> **What is required**
In the listing below, find the line containing "# point at: patterned". Write out that line and every line after it to the end, exactly and only those.

> **Data excerpts**
☆ ☆ ☆ ☆

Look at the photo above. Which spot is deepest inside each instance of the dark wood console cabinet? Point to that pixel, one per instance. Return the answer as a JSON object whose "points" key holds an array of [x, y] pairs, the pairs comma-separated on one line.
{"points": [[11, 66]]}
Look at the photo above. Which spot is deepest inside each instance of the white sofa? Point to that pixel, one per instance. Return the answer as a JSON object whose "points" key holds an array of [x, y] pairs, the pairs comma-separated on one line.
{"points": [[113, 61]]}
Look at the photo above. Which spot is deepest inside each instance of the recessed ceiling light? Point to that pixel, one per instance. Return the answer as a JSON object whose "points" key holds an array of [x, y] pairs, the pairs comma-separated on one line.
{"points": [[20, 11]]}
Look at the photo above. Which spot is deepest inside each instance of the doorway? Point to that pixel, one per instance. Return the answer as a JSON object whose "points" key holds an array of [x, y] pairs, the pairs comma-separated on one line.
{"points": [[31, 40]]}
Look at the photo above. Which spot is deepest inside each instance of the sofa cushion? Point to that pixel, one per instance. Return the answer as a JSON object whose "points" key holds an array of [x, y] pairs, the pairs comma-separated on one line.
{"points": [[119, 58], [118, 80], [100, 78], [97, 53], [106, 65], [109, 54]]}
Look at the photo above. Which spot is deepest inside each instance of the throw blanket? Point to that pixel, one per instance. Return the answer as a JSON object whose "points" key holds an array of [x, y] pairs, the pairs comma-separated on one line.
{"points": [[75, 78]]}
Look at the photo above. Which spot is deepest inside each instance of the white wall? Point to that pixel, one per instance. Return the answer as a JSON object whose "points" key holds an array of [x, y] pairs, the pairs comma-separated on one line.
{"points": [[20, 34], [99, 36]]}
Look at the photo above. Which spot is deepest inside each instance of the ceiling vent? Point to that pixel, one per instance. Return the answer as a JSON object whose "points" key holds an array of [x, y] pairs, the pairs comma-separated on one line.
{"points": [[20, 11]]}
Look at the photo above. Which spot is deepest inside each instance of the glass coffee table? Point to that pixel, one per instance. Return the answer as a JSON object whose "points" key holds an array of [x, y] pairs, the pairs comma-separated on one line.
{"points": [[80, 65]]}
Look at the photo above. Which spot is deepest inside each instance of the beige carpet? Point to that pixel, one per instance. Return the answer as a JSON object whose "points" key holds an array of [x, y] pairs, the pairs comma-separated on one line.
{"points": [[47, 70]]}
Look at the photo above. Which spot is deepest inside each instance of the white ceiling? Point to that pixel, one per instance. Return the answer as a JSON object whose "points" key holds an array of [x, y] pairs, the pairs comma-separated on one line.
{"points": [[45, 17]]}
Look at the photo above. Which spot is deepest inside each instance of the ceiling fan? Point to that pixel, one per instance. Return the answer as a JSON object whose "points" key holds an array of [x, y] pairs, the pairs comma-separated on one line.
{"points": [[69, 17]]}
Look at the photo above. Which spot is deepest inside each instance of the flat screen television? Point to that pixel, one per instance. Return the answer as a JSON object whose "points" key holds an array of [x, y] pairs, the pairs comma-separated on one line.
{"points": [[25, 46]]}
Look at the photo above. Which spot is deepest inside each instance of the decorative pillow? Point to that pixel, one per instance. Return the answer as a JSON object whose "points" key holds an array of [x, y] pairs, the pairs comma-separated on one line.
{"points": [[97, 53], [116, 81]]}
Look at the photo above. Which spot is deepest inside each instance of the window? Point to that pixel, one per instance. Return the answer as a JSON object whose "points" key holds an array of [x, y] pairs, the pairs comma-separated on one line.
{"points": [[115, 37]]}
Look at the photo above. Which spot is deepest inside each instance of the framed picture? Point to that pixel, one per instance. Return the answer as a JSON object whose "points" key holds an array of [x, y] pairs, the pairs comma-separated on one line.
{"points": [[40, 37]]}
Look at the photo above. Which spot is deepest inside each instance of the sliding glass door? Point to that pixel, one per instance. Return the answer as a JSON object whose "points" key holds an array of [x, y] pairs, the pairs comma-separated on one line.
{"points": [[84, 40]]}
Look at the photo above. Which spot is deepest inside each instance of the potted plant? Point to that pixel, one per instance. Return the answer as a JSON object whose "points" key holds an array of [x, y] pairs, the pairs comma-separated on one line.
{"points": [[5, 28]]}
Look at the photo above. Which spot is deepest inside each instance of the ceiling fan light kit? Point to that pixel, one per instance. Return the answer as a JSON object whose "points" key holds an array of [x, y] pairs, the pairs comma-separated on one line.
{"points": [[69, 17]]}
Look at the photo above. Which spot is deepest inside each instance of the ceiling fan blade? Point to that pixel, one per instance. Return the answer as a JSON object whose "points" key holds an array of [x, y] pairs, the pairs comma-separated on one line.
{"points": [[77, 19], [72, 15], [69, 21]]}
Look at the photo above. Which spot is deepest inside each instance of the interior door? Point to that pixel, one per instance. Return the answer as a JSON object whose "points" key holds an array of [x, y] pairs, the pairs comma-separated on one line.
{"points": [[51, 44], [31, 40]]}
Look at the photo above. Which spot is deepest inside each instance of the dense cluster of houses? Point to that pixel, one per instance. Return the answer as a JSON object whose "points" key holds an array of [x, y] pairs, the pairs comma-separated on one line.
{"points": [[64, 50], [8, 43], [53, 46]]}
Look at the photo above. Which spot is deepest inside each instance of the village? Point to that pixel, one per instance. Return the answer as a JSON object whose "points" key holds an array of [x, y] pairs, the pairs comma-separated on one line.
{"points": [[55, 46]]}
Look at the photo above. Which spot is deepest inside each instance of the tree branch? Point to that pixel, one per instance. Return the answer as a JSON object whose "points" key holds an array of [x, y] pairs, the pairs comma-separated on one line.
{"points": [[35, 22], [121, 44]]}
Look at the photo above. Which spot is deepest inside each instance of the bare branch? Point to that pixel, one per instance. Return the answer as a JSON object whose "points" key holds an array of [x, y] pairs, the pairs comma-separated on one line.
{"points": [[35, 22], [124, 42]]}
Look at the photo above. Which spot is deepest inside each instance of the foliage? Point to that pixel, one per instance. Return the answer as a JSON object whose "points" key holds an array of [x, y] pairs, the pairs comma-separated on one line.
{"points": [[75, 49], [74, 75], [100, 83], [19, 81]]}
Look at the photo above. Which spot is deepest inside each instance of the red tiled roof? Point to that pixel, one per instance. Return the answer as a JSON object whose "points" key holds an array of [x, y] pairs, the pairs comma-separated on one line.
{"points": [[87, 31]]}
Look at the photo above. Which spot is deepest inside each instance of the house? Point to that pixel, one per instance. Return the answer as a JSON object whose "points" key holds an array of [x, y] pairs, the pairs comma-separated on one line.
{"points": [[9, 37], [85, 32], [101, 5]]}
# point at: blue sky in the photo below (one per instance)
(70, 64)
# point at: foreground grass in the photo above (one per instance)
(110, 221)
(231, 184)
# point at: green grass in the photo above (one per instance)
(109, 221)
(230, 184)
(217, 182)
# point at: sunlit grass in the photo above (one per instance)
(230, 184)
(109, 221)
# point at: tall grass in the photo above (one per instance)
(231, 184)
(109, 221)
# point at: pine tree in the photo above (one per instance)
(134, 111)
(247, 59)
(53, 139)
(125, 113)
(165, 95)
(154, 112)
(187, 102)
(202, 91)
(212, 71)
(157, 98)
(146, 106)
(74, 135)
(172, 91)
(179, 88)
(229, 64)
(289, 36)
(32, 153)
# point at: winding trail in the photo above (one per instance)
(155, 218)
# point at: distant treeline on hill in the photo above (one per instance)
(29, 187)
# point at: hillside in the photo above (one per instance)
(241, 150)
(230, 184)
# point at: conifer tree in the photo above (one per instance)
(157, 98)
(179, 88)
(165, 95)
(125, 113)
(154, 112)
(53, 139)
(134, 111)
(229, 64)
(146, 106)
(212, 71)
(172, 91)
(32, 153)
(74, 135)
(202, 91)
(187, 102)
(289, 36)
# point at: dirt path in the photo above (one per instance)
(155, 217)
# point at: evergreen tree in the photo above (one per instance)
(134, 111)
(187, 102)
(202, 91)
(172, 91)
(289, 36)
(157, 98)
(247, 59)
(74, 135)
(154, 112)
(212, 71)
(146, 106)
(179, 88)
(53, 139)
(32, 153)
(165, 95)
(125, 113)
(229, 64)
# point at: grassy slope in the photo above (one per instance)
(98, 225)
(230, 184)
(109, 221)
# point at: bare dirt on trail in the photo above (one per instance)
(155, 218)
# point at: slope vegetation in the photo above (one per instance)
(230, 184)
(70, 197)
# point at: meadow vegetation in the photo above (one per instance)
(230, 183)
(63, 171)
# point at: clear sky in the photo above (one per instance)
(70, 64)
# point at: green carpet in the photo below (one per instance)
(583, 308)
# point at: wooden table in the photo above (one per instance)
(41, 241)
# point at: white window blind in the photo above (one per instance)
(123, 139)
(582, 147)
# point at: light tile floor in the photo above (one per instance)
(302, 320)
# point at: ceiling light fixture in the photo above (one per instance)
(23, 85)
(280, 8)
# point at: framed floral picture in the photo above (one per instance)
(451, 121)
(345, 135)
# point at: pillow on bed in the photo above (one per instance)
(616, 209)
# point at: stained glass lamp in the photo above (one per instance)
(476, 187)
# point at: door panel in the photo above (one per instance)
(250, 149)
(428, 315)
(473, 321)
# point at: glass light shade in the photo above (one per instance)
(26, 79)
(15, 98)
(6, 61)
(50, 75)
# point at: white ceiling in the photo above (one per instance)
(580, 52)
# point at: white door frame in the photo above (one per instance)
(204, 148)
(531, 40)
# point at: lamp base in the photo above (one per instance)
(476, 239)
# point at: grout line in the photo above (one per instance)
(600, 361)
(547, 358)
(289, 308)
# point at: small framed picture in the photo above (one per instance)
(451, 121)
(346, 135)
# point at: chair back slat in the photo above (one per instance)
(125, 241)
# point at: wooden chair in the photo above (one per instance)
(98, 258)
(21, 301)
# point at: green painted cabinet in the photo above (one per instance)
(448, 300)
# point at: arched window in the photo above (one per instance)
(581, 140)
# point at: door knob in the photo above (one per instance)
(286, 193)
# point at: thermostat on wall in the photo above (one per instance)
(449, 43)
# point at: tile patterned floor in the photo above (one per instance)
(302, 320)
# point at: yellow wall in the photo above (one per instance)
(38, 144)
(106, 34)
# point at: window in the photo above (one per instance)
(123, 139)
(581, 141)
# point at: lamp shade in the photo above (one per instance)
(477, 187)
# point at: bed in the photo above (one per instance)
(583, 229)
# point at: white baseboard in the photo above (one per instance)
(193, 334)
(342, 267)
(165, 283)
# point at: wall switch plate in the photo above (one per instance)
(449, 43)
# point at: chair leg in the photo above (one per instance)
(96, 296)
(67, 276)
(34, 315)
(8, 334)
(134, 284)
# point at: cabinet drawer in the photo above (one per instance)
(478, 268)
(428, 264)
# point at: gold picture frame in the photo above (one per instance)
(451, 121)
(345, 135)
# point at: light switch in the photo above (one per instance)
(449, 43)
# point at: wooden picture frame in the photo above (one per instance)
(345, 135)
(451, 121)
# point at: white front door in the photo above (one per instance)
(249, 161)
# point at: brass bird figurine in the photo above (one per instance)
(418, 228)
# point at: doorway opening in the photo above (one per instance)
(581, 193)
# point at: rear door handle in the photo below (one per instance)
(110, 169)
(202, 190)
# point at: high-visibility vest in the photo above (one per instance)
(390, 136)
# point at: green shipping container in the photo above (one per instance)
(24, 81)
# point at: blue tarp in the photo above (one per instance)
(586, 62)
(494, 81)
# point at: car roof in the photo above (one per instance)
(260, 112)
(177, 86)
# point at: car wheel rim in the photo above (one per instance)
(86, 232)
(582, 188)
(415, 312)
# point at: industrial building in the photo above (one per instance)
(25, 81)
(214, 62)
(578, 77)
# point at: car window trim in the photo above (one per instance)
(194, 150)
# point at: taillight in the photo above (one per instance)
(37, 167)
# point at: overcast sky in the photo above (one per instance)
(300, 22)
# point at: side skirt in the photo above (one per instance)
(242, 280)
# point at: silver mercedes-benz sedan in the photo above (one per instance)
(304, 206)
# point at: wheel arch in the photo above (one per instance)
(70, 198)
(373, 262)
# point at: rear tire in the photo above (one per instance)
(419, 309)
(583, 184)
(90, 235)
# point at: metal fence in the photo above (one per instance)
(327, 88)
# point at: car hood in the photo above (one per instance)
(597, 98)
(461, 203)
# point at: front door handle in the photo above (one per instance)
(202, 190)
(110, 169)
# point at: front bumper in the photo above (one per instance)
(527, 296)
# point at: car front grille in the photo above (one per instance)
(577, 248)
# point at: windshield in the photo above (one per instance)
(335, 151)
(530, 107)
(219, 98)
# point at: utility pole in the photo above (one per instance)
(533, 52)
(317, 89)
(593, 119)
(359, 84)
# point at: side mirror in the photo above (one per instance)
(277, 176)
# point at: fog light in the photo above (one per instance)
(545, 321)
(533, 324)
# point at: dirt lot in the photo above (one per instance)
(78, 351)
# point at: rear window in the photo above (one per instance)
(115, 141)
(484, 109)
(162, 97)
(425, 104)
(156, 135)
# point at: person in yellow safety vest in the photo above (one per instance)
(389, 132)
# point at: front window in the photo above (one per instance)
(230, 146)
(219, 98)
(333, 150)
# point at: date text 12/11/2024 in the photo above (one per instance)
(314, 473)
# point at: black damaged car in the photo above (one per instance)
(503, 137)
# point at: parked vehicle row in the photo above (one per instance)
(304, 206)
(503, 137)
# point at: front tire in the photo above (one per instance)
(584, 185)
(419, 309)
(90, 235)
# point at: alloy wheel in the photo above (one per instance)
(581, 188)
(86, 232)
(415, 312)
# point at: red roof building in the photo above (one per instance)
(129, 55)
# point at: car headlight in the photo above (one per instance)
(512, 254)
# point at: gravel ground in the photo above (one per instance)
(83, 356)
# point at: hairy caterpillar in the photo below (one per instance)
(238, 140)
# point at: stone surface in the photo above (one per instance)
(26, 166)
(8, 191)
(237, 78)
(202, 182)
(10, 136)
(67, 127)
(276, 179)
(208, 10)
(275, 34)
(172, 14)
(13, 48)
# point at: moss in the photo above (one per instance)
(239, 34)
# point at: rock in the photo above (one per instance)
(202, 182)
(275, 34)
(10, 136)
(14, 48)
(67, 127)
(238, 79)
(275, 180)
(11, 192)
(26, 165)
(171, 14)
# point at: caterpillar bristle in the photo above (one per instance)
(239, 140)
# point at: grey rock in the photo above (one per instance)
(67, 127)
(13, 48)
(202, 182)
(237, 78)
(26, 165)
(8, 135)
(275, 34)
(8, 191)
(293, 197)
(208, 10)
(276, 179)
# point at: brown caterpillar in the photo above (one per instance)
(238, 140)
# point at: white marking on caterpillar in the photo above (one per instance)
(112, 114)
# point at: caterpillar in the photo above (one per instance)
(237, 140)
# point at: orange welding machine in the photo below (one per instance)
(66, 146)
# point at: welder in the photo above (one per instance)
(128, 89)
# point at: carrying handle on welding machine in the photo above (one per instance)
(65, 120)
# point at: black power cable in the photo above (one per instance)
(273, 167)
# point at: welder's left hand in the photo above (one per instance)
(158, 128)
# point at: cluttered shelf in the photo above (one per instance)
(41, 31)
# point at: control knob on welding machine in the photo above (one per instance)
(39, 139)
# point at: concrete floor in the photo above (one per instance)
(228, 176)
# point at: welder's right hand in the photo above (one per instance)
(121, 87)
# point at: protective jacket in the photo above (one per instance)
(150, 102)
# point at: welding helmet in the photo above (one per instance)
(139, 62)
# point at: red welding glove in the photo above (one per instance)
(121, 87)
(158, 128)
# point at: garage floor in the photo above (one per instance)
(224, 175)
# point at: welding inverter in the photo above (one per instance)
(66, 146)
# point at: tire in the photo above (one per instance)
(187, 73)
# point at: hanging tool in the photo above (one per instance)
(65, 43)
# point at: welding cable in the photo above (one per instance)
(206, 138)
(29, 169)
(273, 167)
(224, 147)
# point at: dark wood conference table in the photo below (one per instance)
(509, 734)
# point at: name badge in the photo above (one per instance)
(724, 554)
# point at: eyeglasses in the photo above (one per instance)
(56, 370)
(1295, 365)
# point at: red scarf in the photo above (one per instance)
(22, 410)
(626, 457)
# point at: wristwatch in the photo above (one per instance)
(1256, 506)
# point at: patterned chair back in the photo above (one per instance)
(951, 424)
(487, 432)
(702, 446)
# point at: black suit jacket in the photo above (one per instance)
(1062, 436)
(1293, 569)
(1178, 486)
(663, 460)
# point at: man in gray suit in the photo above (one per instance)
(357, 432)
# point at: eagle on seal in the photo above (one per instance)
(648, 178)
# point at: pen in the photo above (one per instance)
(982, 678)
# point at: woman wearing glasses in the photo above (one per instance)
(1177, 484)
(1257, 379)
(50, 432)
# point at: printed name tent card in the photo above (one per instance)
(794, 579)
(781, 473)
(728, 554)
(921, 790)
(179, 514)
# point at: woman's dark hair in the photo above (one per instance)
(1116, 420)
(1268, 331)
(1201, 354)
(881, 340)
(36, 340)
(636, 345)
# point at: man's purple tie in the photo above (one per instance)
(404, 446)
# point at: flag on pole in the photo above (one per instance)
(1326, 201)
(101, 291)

☆ ☆ ☆ ☆

> **Response**
# point at: patterned chair back in the photo above (one per instance)
(951, 424)
(487, 432)
(702, 446)
# point at: black suit jacket in the photo above (one per instance)
(1062, 436)
(1293, 569)
(1178, 486)
(663, 460)
# point at: man in gray suit in the photo above (one per instance)
(357, 432)
# point at: eagle on seal in the photo above (one per instance)
(648, 178)
# point at: pen in the photo above (one per instance)
(982, 678)
# point at: woman wearing glasses in the photo above (one per instance)
(1177, 484)
(1257, 379)
(50, 432)
# point at: printed name tent card in the photo above (one per instance)
(794, 579)
(781, 473)
(728, 554)
(921, 790)
(179, 514)
# point at: woman's dark hair in the photo above (one per instance)
(1116, 420)
(1268, 331)
(1201, 354)
(881, 340)
(36, 340)
(636, 345)
# point at: man's purple tie in the photo above (one per instance)
(404, 446)
# point at: flag on pole in the photo above (one per instance)
(1326, 201)
(101, 291)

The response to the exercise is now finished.